(TASK DATA begins)

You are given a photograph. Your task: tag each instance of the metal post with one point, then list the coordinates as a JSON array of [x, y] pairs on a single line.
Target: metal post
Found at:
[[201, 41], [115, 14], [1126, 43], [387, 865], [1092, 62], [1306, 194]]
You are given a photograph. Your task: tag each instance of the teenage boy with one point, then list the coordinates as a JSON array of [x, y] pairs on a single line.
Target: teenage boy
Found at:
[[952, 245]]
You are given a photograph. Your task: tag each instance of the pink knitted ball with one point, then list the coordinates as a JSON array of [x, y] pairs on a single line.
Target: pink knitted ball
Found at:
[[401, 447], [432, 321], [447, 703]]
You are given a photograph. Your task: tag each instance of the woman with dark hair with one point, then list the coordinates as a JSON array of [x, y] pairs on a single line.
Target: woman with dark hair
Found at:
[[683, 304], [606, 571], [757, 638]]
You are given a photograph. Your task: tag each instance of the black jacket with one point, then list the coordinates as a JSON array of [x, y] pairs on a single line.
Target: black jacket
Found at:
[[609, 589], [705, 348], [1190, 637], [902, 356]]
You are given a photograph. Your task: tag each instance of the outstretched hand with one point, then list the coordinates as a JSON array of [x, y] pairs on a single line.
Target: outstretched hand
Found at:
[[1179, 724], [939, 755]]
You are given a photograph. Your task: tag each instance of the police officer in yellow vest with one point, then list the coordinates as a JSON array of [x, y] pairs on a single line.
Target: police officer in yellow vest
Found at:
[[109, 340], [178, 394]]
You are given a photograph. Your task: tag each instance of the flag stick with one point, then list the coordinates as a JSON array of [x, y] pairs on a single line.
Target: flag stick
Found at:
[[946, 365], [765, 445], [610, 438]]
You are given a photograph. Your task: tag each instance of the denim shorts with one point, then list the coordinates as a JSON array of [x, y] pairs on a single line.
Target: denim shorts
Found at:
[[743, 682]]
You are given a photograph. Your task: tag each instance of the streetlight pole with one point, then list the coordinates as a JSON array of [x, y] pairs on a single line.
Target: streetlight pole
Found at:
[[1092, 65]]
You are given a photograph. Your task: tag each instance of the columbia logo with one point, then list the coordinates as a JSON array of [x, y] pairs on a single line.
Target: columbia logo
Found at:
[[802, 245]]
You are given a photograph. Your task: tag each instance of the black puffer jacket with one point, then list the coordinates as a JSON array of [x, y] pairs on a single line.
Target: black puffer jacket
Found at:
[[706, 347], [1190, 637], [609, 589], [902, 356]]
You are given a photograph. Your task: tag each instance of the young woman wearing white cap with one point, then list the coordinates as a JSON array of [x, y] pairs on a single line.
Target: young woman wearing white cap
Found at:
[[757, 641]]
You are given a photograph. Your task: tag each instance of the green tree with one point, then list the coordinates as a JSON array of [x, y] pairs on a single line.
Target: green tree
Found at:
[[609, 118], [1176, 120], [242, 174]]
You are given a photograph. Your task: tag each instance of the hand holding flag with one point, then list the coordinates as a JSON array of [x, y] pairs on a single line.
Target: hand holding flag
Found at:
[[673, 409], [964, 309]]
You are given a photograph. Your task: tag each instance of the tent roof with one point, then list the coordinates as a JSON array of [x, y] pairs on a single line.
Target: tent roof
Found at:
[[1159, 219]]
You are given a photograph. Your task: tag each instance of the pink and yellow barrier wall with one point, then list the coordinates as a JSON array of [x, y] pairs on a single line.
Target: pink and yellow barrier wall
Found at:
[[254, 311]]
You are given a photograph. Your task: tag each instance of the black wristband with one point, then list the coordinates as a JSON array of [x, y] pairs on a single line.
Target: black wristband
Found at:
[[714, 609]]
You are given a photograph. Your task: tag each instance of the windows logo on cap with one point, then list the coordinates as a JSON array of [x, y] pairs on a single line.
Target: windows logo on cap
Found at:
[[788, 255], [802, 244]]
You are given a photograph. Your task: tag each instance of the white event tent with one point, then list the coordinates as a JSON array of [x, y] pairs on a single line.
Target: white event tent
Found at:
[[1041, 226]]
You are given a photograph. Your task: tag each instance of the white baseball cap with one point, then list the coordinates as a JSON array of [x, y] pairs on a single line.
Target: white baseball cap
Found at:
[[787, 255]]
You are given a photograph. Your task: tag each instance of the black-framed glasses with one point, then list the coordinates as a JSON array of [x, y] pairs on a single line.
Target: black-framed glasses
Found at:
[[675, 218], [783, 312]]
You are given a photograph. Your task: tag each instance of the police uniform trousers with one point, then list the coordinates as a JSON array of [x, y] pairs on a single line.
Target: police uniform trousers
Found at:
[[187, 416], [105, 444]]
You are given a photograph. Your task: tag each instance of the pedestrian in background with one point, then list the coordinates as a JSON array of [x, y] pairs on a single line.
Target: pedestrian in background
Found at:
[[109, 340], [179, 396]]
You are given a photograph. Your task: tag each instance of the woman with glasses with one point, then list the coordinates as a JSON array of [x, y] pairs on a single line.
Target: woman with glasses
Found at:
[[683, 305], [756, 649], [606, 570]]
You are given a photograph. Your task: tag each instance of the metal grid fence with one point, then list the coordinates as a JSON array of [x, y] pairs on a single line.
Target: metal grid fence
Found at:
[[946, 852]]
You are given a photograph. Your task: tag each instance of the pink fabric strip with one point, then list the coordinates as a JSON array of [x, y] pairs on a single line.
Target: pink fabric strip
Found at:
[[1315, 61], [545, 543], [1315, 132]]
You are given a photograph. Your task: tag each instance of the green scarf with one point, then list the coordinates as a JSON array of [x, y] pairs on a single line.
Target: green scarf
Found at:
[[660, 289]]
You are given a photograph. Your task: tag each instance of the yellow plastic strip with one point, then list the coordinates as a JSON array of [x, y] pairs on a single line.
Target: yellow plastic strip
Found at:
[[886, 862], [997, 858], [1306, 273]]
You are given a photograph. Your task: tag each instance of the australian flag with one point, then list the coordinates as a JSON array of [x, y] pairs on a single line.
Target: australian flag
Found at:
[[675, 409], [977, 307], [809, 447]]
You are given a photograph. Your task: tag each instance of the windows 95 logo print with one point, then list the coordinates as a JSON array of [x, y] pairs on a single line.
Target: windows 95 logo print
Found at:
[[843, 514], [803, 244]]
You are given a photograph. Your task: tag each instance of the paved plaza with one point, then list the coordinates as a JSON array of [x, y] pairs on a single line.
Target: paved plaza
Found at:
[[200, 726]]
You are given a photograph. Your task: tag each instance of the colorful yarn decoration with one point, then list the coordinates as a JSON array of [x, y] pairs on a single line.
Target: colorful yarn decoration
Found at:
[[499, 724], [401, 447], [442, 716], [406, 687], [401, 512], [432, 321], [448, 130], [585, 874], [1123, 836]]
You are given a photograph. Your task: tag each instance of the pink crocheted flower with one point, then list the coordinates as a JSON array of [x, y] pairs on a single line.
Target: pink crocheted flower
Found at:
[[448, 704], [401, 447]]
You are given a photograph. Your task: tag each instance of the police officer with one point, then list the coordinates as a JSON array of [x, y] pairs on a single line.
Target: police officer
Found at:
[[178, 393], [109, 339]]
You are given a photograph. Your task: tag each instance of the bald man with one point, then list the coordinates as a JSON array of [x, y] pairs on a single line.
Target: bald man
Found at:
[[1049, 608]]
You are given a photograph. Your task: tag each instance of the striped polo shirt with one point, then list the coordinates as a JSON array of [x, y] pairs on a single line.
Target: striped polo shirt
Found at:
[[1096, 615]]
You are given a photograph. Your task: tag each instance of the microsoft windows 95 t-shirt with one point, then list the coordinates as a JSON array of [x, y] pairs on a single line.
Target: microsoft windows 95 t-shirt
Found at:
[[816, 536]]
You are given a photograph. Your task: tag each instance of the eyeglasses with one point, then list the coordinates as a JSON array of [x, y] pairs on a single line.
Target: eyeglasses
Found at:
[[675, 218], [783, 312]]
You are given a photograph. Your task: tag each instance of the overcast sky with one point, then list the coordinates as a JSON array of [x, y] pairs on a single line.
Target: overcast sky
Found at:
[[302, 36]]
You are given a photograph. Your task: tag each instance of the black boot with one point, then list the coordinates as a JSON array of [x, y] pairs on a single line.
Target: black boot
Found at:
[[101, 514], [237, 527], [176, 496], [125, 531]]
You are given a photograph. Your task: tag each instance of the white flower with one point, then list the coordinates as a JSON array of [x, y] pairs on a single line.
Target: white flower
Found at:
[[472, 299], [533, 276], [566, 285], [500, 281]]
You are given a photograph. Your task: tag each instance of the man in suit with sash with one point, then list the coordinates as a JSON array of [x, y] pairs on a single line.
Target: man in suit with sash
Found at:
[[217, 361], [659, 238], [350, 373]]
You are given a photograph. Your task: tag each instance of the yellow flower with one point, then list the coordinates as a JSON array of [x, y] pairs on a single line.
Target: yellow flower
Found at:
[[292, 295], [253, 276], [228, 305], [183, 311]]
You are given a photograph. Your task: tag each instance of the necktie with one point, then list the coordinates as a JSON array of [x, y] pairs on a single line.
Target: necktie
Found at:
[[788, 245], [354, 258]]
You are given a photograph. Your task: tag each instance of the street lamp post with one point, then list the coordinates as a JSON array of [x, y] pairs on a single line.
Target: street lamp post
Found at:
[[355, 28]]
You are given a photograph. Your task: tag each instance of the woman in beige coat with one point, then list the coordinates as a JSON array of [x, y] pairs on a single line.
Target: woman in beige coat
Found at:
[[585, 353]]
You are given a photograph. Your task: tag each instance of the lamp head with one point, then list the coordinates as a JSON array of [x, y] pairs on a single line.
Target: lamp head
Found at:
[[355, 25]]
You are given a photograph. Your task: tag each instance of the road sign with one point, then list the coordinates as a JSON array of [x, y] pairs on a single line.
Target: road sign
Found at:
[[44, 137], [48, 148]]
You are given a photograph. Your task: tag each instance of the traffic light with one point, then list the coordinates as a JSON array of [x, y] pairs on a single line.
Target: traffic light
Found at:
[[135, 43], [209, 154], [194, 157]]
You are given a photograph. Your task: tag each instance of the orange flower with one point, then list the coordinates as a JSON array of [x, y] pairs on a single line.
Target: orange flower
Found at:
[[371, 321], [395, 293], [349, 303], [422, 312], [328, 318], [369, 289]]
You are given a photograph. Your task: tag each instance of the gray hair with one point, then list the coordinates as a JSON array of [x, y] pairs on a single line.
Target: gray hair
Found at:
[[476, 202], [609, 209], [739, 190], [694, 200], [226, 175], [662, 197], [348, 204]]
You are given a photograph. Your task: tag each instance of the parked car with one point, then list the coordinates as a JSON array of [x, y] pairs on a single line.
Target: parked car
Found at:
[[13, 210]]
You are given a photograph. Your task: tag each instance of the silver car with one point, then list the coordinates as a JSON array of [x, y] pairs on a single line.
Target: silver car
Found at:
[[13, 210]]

(TASK DATA ends)

### EXERCISE DIRECTIONS
Only the lines above from the one with "yellow vest with" up to and including the one with "of the young" should be repeated, exactly as written.

### OUTPUT FOR THIS TASK
You are given a photograph. Your task: tag each instance of the police officer in yellow vest with one point, then list the coordinates as a JSON array of [x, y] pairs on a single line.
Target: police officer in yellow vest
Found at:
[[109, 340], [178, 394]]
You are given a photograph. Your task: tag each instance of the flag stick with one point, then list the coordinates as a JSON array of [x, y] pairs on a single line.
Target: flag stick
Found at:
[[946, 365], [765, 445], [610, 438]]
You are given a photograph. Your task: tag each instance of the denim shorts with one point, then list the coordinates as a JSON array of [x, y] pairs on a single line.
Target: denim shorts
Found at:
[[743, 682]]
You are given a photograph. Your task: tag each instance of the streetlight pole with one point, then list the coordinates as a JSON array of [x, y] pairs on a single line.
Target: streetlight pole
Found at:
[[1092, 65]]
You are given a photograph. Your task: tag each instance of the columbia logo with one point, then list the coordinates as a JSON array of [x, y] pairs on a single line.
Target: columbia logo
Found at:
[[802, 245]]
You are given a photograph. Your task: tag each instance of the black puffer jacket with one point, then list the coordinates as a JSON array of [x, y] pairs on a single line.
Target: black puffer jacket
Found at:
[[706, 347], [1190, 637], [609, 589], [902, 356]]
You are given a photograph. Your task: tag each instance of the young woman wearing white cap with one point, then list the coordinates as a JSON array of [x, y] pairs on a single line.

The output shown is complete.